REQUIRED TASK:
Reproduce every line of the material below verbatim, leaving out the pictures.

** begin **

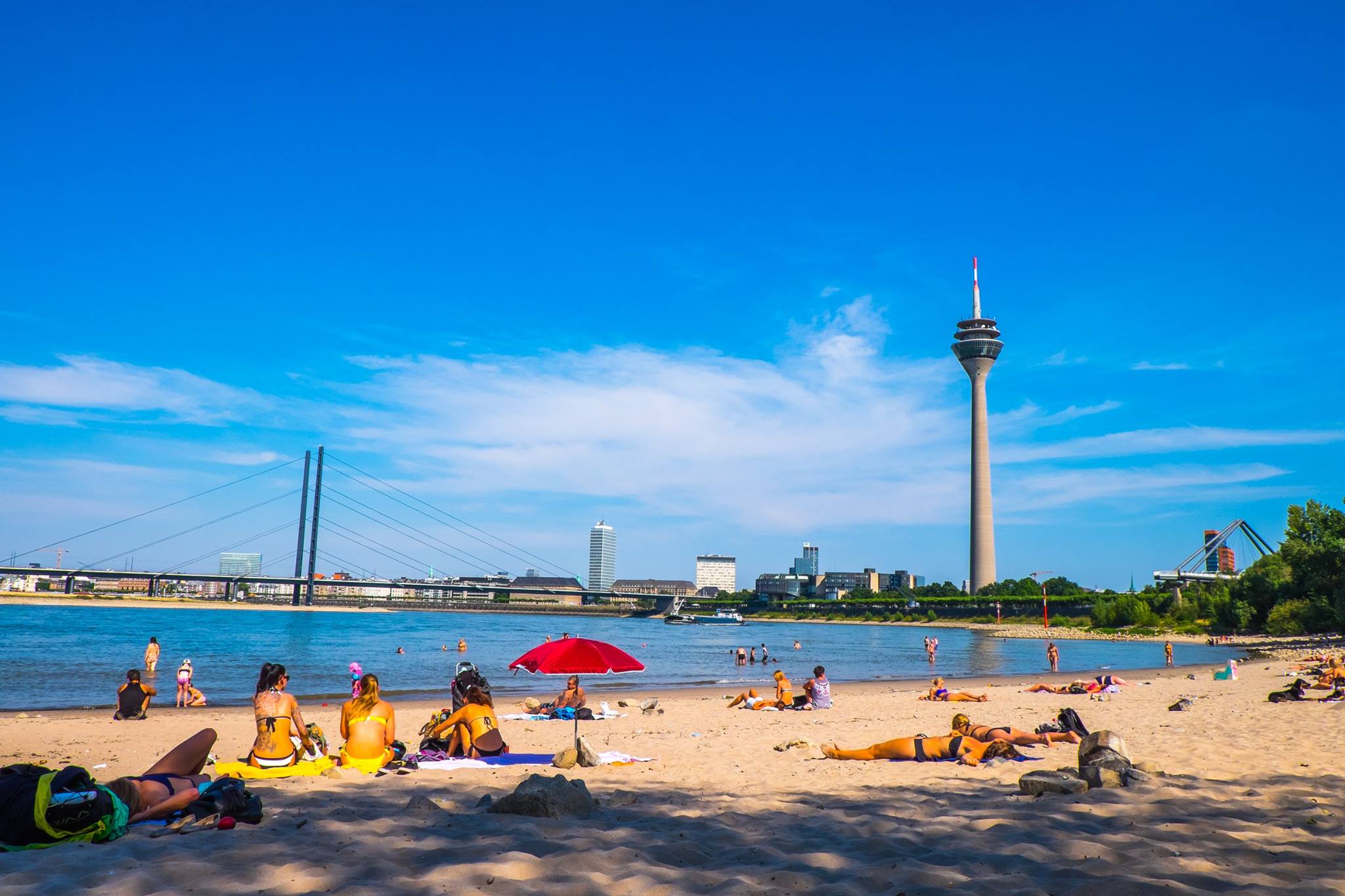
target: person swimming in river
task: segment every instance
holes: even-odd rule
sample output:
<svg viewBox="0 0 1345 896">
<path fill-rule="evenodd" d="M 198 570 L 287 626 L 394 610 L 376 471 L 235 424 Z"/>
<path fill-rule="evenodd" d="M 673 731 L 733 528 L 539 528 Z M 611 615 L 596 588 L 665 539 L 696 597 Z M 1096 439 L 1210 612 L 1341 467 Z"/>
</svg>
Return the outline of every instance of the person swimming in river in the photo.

** end **

TASK RESPONSE:
target: person swimming in river
task: segment every instance
holes: even-odd rule
sample output:
<svg viewBox="0 0 1345 896">
<path fill-rule="evenodd" d="M 198 570 L 287 626 L 394 610 L 376 471 L 235 424 Z"/>
<path fill-rule="evenodd" d="M 673 731 L 733 528 L 539 528 Z M 611 615 L 596 588 L 665 539 L 696 597 Z M 1096 439 L 1210 612 L 1341 467 Z"/>
</svg>
Return the outline of every instance of the person swimming in river in the photo.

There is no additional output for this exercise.